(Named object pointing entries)
——
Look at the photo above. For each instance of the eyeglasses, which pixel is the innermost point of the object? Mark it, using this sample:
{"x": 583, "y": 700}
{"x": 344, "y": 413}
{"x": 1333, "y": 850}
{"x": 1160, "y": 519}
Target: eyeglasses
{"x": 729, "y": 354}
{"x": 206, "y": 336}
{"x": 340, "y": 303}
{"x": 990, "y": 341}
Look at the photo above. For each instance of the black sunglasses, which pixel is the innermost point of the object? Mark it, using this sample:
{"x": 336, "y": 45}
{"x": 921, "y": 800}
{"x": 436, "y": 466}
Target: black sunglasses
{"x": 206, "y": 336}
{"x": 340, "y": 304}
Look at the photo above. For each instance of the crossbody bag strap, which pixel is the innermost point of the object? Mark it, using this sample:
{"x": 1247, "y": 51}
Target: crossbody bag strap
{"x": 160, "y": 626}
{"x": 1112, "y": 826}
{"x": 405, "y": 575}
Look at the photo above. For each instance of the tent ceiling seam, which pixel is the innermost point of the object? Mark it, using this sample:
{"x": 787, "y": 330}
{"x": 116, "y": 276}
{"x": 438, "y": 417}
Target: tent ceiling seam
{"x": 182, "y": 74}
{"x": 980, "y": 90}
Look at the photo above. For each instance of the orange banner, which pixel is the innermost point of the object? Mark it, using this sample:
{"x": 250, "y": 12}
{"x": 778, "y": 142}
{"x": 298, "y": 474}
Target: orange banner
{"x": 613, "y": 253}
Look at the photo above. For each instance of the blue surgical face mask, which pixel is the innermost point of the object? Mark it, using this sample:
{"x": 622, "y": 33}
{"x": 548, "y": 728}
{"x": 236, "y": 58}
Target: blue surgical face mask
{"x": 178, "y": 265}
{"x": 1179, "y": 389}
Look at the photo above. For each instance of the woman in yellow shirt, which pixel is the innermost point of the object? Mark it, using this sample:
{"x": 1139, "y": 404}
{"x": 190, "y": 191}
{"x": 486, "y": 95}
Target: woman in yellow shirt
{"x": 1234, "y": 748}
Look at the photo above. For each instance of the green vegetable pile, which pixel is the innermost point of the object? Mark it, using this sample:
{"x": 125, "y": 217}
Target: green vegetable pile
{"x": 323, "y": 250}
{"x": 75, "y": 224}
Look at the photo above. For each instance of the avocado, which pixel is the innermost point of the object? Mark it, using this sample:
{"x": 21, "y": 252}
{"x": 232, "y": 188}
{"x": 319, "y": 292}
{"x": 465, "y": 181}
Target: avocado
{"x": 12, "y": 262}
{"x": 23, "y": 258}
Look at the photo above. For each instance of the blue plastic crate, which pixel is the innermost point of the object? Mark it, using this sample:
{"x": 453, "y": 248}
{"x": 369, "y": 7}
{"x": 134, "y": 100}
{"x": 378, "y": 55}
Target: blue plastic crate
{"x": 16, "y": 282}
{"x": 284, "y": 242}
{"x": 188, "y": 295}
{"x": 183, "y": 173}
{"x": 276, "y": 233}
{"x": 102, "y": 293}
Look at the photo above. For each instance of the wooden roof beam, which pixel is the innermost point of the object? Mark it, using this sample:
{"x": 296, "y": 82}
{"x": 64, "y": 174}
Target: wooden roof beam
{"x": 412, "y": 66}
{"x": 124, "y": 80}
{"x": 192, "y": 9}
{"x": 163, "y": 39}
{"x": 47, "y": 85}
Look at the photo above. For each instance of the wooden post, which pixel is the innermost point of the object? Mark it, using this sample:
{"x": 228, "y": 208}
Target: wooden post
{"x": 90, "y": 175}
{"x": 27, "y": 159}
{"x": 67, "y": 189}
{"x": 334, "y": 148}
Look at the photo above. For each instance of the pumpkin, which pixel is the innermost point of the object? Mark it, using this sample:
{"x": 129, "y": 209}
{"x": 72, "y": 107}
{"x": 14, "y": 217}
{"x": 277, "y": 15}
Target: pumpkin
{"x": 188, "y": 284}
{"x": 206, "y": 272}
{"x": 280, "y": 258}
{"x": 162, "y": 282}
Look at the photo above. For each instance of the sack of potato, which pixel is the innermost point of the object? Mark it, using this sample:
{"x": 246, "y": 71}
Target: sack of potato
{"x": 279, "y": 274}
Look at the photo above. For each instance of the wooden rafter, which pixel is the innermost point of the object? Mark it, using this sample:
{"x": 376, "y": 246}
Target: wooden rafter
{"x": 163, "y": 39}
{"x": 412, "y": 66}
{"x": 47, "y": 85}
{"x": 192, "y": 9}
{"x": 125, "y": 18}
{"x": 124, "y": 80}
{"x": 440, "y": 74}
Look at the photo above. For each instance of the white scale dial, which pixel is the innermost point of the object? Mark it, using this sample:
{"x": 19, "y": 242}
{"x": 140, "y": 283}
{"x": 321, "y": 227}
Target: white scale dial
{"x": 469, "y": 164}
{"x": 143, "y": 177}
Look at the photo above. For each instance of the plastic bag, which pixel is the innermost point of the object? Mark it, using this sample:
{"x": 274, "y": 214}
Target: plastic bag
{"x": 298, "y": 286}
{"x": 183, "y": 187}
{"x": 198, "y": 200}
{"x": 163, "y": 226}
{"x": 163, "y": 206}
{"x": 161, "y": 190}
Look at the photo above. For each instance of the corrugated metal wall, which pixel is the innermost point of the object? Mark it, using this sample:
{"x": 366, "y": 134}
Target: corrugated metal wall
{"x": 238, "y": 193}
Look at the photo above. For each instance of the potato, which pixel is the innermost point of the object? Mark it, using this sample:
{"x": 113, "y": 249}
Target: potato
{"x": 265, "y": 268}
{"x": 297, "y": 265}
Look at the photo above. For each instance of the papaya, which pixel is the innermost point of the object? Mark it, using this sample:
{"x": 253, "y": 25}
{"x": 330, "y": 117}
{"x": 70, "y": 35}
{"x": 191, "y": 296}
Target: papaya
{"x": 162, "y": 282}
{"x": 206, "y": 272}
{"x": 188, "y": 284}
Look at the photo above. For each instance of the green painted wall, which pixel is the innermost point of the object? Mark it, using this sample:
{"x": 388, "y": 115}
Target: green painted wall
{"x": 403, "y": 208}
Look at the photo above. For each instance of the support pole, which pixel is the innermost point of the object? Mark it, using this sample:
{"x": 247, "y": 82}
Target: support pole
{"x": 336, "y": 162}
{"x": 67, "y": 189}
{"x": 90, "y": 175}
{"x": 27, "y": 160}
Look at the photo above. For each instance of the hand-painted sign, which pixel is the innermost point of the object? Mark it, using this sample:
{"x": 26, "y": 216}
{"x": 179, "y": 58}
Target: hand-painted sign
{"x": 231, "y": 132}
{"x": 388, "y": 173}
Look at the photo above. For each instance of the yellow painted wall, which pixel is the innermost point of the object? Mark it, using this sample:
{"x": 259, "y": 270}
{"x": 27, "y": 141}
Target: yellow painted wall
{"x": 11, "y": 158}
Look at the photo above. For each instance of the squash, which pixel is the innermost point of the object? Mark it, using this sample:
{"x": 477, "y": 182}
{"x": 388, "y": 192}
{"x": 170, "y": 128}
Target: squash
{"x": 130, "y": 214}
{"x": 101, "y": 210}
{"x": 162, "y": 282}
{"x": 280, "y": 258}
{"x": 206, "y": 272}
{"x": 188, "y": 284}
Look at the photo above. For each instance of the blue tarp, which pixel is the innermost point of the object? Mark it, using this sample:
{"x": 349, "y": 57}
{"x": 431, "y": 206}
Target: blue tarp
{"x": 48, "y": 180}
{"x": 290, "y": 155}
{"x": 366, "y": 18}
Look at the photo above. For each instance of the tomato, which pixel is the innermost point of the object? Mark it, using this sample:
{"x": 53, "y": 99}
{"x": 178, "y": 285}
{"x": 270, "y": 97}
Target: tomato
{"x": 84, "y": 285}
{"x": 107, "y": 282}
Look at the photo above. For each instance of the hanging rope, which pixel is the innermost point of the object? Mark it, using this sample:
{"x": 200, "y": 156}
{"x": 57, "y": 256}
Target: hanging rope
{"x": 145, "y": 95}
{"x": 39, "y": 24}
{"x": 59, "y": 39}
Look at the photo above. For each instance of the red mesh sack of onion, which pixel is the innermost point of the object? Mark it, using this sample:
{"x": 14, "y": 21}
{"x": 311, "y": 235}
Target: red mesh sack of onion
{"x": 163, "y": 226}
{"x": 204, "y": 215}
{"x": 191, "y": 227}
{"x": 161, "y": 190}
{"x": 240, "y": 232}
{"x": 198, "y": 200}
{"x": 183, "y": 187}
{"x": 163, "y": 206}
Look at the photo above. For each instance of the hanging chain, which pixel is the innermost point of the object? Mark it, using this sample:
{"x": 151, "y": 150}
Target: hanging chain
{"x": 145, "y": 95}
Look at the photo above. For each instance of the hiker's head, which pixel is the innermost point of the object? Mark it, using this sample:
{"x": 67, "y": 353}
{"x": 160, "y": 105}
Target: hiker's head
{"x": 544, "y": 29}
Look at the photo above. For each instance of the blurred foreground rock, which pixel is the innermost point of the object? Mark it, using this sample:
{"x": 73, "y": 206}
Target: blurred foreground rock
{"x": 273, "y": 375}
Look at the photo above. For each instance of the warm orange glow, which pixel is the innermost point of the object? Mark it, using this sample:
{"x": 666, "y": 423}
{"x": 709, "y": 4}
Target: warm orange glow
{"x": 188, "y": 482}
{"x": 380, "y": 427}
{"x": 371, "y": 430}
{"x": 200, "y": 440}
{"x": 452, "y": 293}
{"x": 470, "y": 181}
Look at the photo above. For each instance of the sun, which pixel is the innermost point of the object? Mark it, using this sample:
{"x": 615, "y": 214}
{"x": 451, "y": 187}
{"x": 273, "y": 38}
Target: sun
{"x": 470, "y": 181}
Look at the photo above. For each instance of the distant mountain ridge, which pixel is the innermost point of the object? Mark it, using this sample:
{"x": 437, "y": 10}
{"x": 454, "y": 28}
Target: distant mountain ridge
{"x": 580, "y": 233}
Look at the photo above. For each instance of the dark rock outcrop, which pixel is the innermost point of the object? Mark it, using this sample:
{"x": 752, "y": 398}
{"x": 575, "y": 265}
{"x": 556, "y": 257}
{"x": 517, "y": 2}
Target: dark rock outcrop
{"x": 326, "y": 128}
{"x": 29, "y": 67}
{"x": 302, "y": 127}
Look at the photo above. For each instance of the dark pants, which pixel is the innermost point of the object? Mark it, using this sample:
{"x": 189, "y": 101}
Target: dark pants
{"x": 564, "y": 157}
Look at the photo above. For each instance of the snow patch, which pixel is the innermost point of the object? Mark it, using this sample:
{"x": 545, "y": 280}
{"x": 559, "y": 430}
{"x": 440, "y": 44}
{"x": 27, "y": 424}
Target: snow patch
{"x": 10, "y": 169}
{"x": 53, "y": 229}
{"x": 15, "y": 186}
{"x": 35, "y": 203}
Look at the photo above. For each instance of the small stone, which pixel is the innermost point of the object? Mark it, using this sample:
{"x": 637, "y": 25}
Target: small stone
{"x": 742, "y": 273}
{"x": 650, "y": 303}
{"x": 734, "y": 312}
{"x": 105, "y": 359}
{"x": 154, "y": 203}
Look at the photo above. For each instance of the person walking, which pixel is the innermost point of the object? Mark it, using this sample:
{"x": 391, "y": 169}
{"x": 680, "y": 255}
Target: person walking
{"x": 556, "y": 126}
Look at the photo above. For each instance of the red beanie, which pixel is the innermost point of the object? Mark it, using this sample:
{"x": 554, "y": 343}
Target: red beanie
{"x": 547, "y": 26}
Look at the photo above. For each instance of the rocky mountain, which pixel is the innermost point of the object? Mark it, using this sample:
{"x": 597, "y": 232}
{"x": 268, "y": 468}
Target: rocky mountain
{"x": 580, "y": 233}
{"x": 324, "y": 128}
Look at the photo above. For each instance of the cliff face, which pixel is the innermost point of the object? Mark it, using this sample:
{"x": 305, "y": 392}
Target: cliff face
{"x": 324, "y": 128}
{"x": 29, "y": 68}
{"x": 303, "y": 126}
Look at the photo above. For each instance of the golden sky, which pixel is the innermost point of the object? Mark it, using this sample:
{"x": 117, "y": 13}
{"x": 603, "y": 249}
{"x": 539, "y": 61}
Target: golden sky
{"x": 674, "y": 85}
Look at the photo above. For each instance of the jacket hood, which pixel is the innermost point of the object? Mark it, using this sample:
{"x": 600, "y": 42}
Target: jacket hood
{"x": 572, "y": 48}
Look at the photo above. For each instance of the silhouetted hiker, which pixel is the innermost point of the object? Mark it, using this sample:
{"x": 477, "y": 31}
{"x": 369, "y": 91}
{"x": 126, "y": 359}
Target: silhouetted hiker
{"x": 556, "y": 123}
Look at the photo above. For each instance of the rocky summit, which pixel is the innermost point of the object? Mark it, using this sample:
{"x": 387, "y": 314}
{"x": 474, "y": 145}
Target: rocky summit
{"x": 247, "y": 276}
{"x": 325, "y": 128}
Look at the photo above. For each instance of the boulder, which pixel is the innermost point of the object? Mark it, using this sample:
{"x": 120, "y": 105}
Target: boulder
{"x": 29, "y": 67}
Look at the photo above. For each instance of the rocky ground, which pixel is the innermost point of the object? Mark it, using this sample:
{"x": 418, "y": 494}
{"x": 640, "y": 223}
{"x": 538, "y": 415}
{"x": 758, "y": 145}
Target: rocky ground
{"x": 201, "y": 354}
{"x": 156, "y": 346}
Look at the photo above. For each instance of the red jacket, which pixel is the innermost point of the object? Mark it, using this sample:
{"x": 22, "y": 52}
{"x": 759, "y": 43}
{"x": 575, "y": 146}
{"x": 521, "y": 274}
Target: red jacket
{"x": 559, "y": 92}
——
Do this
Please return, unchanged, the part of the material that opens with the line containing "red jacket, which" and runs through the end of the material, both ends included.

Final result
Look at the photo above. For each instance of the red jacket, which pixel is the innermost point of the object? Mark it, using this sample:
{"x": 22, "y": 52}
{"x": 759, "y": 43}
{"x": 575, "y": 146}
{"x": 521, "y": 274}
Target: red jacket
{"x": 559, "y": 92}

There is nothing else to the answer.